Available data
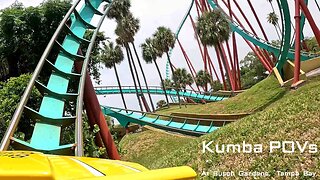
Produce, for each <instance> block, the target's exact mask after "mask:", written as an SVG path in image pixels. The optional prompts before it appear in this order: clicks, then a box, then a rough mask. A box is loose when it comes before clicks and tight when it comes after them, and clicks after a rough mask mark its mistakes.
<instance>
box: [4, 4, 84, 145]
mask: <svg viewBox="0 0 320 180" xmlns="http://www.w3.org/2000/svg"><path fill="white" fill-rule="evenodd" d="M80 1H81V0H77V1H76V2H75V3H74V4H73V5H72V6H71V8H70V9H69V11H68V12H67V14H66V15H65V17H64V18H63V20H62V21H61V23H60V24H59V26H58V28H57V29H56V31H55V33H54V34H53V36H52V38H51V40H50V41H49V43H48V45H47V47H46V49H45V51H44V52H43V54H42V56H41V58H40V60H39V63H38V65H37V67H36V69H35V71H34V72H33V74H32V77H31V79H30V81H29V83H28V86H27V88H26V89H25V91H24V93H23V95H22V97H21V100H20V103H19V105H18V107H17V109H16V111H15V112H14V114H13V116H12V119H11V121H10V124H9V126H8V128H7V131H6V133H5V134H4V137H3V139H2V141H1V144H0V151H4V150H7V149H8V147H9V145H10V138H11V137H12V136H13V134H14V132H15V130H16V128H17V126H18V124H19V121H20V118H21V116H22V113H23V109H24V106H25V105H26V104H27V102H28V99H29V97H30V95H31V92H32V88H33V87H34V84H35V81H36V80H37V78H38V76H39V74H40V72H41V70H42V67H43V65H44V63H45V61H46V58H47V57H48V55H49V53H50V51H51V49H52V47H53V46H54V44H55V41H56V40H57V38H58V36H59V34H60V32H61V31H62V29H63V28H64V25H65V23H66V22H67V21H68V19H69V17H70V16H71V14H72V13H73V11H74V10H75V8H76V7H77V5H78V4H79V2H80Z"/></svg>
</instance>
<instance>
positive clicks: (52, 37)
mask: <svg viewBox="0 0 320 180" xmlns="http://www.w3.org/2000/svg"><path fill="white" fill-rule="evenodd" d="M81 1H82V2H84V3H83V6H82V7H81V9H80V10H79V12H78V11H77V10H76V7H77V6H78V5H79V3H80V2H81ZM102 2H103V1H102V0H78V1H76V2H75V3H74V4H73V5H72V7H71V8H70V9H69V11H68V13H67V14H66V15H65V17H64V18H63V20H62V22H61V23H60V25H59V27H58V28H57V30H56V31H55V33H54V35H53V36H52V38H51V40H50V42H49V44H48V45H47V47H46V49H45V51H44V53H43V55H42V57H41V58H40V60H39V63H38V65H37V67H36V69H35V71H34V73H33V75H32V78H31V80H30V81H29V84H28V86H27V88H26V90H25V92H24V94H23V96H22V98H21V100H20V103H19V105H18V108H17V109H16V111H15V113H14V115H13V117H12V119H11V122H10V124H9V127H8V129H7V131H6V133H5V136H4V138H3V139H2V142H1V146H0V150H1V151H3V150H7V149H8V147H9V144H10V142H11V141H12V142H13V144H12V145H13V147H14V149H19V150H34V151H40V152H45V153H50V154H67V155H71V154H75V155H76V156H82V155H83V140H82V107H83V93H84V83H85V75H86V70H87V65H88V60H89V57H90V53H91V51H92V48H93V45H94V42H95V39H96V36H97V33H98V30H99V28H100V27H101V25H102V22H103V20H104V18H105V16H106V12H107V10H108V8H107V9H106V10H105V12H103V13H102V12H100V11H99V10H98V8H99V6H100V5H101V3H102ZM107 3H110V1H108V2H107ZM94 15H99V16H100V20H99V23H98V25H97V27H95V26H93V25H92V24H90V21H91V20H92V18H93V16H94ZM90 29H92V30H94V33H93V36H92V38H91V39H90V40H87V39H84V38H83V37H84V34H85V32H86V31H87V30H90ZM62 32H66V33H67V35H66V36H65V37H64V40H63V42H62V43H59V42H58V41H57V39H58V37H60V36H61V35H62ZM82 46H84V47H86V49H87V50H86V52H87V53H86V55H85V56H82V55H81V54H78V52H79V48H80V47H82ZM54 47H58V48H59V53H58V54H57V56H56V59H55V60H53V61H52V60H49V59H48V57H49V55H51V53H53V52H54V51H53V49H54ZM50 57H51V56H50ZM75 61H82V62H83V65H82V71H81V73H80V74H78V73H75V72H73V69H74V63H75ZM43 67H46V68H43ZM47 67H49V68H47ZM47 74H49V75H47ZM40 77H41V78H40ZM40 79H41V80H42V79H48V82H40ZM70 80H75V81H76V82H78V87H79V88H78V90H76V92H75V93H69V92H70V91H71V90H70V88H69V85H70ZM44 83H46V84H47V85H44ZM33 88H37V89H38V90H39V91H40V92H41V94H42V102H41V105H40V107H38V108H37V109H39V110H34V109H32V108H30V107H27V106H26V104H27V102H28V99H29V98H30V94H31V91H32V89H33ZM67 103H71V104H74V108H75V110H76V113H75V114H70V111H68V110H67V109H66V105H67ZM23 115H24V116H27V117H29V118H30V119H32V120H33V121H35V122H36V123H35V127H34V131H33V133H32V137H31V139H30V142H25V141H22V140H20V139H17V138H14V137H13V134H14V132H15V130H16V128H17V126H18V123H19V121H20V119H21V117H22V116H23ZM72 124H75V142H74V143H73V144H66V145H61V144H60V139H62V138H61V134H62V133H61V132H62V128H63V127H67V126H70V125H72Z"/></svg>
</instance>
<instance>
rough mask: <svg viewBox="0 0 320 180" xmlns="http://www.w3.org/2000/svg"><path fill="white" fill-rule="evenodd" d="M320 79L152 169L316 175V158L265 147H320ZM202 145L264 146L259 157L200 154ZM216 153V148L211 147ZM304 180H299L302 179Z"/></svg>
mask: <svg viewBox="0 0 320 180" xmlns="http://www.w3.org/2000/svg"><path fill="white" fill-rule="evenodd" d="M319 86H320V78H316V79H313V80H311V81H310V82H309V83H308V84H306V85H305V86H304V87H301V88H300V89H298V90H297V91H291V92H288V93H287V94H286V95H285V96H284V97H283V98H282V99H280V100H279V101H277V102H275V103H274V104H272V105H271V106H270V107H268V108H267V109H266V110H264V111H262V112H258V113H256V114H254V115H251V116H248V117H246V118H243V119H242V120H241V121H237V122H235V123H232V124H230V125H227V126H225V127H222V128H220V129H219V130H217V131H215V132H213V133H211V134H208V135H205V136H202V137H200V138H197V139H195V140H193V141H192V142H190V143H189V144H187V145H185V146H181V147H180V148H179V149H177V150H176V151H174V152H172V153H170V154H168V155H167V156H165V157H163V158H161V159H158V160H157V162H156V163H154V164H153V166H152V167H151V168H162V167H171V166H179V165H189V166H191V167H193V168H194V169H195V170H196V171H197V172H198V174H201V172H203V171H209V172H210V171H216V170H218V171H230V170H232V171H235V172H237V171H240V170H241V171H260V172H261V171H267V172H269V173H270V175H271V176H274V175H275V174H276V171H277V170H279V171H296V170H297V171H300V172H301V171H302V170H308V171H314V172H316V173H317V174H320V169H319V163H320V161H319V158H320V156H319V153H316V154H312V153H309V152H305V153H300V152H299V151H298V149H297V147H296V152H295V153H293V154H285V153H283V152H281V151H276V152H275V153H269V152H268V148H269V147H268V146H269V141H273V140H276V141H285V140H289V141H299V142H300V143H304V142H306V141H309V142H310V143H314V144H317V146H319V145H320V141H319V140H320V111H319V109H320V90H319ZM202 141H207V142H208V141H214V144H220V145H221V144H237V143H242V142H243V141H245V142H246V143H250V144H263V149H264V151H263V153H258V154H254V153H253V154H245V153H225V154H217V153H204V154H203V153H202V152H201V150H202ZM211 147H214V146H211ZM301 178H303V177H301Z"/></svg>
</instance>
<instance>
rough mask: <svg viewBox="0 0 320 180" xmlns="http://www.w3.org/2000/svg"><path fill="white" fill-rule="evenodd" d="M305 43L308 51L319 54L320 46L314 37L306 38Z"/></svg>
mask: <svg viewBox="0 0 320 180" xmlns="http://www.w3.org/2000/svg"><path fill="white" fill-rule="evenodd" d="M305 43H306V45H307V47H308V49H309V50H310V51H312V52H314V53H320V46H319V44H318V41H317V39H316V38H315V37H310V38H306V39H305Z"/></svg>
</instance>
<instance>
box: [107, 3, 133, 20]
mask: <svg viewBox="0 0 320 180" xmlns="http://www.w3.org/2000/svg"><path fill="white" fill-rule="evenodd" d="M107 6H109V4H107V5H106V6H105V7H104V8H105V9H106V7H107ZM130 7H131V2H130V0H113V1H112V3H111V5H110V7H109V10H108V12H107V17H108V18H110V19H116V21H119V20H120V19H121V18H122V17H124V16H126V15H127V14H128V13H129V9H130Z"/></svg>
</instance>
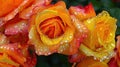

Problem requirements
Please output an exact repetition of the lines from the line containing "43L308 51L319 54L320" to the end of the records, both included, with no pictures and no additional text.

Exercise output
rough mask: <svg viewBox="0 0 320 180" xmlns="http://www.w3.org/2000/svg"><path fill="white" fill-rule="evenodd" d="M305 43L308 51L319 54L320 46L314 37L306 38Z"/></svg>
mask: <svg viewBox="0 0 320 180" xmlns="http://www.w3.org/2000/svg"><path fill="white" fill-rule="evenodd" d="M305 43H306V45H307V47H308V49H309V50H310V51H312V52H314V53H320V46H319V44H318V41H317V39H316V38H315V37H310V38H306V39H305Z"/></svg>
</instance>
<instance>
box: [107, 3, 133, 20]
mask: <svg viewBox="0 0 320 180" xmlns="http://www.w3.org/2000/svg"><path fill="white" fill-rule="evenodd" d="M107 6H109V4H107V5H106V6H105V7H104V8H105V9H106V7H107ZM130 7H131V2H130V0H113V1H112V3H111V5H110V7H109V10H108V12H107V17H108V18H110V19H116V21H119V20H120V19H121V18H122V17H124V16H126V15H127V14H128V13H129V9H130Z"/></svg>
</instance>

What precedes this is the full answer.